[Recorded data]
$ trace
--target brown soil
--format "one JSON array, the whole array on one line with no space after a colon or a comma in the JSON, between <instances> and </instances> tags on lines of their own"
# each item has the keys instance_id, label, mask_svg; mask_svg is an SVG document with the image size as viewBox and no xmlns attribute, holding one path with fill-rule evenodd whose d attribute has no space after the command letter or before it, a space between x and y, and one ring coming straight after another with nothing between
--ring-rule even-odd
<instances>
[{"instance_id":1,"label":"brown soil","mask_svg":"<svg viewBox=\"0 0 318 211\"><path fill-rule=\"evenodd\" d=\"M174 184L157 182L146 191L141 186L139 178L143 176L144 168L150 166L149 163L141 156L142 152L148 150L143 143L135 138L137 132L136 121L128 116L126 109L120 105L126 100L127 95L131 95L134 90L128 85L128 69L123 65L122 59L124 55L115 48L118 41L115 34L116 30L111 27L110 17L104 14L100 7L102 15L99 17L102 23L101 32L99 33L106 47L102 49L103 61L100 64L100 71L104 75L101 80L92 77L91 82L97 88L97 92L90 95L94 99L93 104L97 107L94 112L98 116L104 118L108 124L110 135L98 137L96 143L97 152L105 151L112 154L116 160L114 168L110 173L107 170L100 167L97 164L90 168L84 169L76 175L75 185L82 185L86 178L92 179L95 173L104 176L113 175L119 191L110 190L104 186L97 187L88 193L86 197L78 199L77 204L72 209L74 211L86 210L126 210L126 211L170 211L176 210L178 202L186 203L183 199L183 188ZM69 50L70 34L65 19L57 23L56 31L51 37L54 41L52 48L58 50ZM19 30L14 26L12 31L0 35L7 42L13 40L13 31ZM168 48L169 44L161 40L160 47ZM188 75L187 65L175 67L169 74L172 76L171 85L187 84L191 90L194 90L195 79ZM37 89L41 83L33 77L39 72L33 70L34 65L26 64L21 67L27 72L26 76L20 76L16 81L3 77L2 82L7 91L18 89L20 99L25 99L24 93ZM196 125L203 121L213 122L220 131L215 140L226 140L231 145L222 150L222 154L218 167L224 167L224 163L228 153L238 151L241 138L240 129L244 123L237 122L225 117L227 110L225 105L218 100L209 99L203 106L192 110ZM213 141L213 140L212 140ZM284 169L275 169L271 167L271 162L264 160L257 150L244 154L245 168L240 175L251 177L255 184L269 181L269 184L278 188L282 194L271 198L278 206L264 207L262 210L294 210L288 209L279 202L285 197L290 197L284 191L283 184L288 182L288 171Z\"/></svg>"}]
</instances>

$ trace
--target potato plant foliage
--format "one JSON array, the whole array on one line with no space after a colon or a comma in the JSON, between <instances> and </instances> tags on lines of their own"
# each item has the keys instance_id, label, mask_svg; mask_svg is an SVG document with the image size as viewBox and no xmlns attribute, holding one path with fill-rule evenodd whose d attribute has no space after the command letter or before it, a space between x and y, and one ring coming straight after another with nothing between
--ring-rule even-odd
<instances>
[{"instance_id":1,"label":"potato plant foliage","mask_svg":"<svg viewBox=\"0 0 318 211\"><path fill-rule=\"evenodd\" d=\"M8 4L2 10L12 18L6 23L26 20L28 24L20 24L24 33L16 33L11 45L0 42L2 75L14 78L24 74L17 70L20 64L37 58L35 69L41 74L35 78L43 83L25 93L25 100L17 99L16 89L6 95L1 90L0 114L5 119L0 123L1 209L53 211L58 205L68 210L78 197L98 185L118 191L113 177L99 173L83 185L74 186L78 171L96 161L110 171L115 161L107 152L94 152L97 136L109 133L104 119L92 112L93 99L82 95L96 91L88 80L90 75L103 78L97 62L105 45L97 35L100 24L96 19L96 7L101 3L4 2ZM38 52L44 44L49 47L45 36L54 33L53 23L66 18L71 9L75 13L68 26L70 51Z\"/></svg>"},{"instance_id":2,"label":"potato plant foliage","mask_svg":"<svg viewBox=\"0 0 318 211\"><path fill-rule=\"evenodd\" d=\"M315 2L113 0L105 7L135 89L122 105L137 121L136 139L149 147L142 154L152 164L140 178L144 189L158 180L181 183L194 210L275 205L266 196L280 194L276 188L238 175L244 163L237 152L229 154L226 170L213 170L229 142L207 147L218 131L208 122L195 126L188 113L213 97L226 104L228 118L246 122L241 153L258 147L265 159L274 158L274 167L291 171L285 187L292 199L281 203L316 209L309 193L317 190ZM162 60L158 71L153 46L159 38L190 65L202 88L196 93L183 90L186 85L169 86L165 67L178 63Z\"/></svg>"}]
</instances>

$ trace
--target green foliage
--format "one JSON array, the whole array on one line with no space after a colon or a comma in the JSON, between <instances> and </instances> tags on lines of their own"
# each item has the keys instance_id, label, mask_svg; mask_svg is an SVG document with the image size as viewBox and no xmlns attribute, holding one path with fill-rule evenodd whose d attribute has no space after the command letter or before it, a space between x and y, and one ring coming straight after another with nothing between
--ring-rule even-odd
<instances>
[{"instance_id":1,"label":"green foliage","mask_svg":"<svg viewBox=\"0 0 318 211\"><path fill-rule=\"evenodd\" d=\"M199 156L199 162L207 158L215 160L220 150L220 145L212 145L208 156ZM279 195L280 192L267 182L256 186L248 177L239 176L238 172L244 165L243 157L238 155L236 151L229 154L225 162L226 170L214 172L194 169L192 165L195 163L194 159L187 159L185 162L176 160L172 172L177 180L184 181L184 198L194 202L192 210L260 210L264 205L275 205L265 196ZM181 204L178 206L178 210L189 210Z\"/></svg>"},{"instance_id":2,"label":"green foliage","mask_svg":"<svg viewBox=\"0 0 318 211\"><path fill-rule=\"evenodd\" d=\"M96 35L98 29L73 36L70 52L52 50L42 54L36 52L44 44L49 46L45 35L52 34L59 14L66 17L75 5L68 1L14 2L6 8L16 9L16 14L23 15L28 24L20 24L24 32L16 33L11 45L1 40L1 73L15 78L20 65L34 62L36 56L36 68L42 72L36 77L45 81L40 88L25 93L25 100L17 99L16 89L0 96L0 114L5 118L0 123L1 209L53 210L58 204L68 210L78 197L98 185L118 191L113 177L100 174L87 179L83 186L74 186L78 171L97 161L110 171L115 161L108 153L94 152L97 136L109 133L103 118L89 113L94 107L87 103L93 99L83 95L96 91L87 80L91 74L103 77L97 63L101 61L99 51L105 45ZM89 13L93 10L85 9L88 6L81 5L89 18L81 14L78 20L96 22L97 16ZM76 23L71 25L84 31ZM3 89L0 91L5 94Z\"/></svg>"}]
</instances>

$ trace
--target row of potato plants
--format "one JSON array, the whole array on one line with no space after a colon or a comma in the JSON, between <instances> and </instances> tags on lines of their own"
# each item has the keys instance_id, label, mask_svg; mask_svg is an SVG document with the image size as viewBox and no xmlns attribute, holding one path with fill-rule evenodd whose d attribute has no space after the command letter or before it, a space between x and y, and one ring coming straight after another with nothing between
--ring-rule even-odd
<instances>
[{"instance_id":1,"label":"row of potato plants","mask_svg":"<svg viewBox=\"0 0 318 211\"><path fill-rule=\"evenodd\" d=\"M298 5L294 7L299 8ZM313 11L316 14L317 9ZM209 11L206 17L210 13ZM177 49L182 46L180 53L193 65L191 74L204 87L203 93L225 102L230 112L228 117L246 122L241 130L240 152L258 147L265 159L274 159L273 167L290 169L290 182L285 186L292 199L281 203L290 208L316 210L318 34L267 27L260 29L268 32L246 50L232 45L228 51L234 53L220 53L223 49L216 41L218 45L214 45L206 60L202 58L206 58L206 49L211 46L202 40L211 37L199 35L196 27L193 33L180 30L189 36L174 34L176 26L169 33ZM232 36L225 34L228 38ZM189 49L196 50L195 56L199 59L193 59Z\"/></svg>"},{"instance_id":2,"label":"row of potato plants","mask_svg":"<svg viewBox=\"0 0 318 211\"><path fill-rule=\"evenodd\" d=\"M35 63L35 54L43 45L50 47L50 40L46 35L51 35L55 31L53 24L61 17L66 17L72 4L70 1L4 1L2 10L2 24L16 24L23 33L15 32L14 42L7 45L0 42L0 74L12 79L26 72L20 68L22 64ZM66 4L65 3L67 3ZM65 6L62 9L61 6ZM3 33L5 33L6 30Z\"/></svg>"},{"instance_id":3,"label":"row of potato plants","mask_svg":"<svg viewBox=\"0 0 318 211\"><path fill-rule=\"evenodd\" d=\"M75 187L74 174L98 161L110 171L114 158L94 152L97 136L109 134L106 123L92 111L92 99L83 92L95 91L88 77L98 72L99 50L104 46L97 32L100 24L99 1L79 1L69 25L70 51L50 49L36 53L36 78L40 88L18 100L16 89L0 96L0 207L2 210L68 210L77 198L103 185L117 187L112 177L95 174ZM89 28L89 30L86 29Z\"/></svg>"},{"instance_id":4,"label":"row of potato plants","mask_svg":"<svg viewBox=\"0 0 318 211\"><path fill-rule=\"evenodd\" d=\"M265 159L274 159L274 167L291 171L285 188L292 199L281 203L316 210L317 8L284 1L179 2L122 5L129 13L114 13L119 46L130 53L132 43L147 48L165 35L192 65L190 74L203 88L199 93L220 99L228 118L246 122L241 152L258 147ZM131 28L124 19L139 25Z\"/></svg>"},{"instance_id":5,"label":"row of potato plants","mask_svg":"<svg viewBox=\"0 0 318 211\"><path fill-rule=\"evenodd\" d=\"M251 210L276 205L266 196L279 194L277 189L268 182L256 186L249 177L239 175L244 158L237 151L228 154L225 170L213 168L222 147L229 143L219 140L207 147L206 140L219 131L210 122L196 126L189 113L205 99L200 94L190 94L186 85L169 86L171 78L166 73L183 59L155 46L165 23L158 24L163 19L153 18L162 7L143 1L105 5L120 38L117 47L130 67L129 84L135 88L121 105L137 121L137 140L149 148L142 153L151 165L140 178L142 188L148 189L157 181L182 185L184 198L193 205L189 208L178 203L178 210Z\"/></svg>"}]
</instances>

GIVEN PROBLEM —
Tally how many lines in the data above contain the string "target", with uppercase and lowercase treated as different, and reply with the number alone.

COMPLETED TASK —
4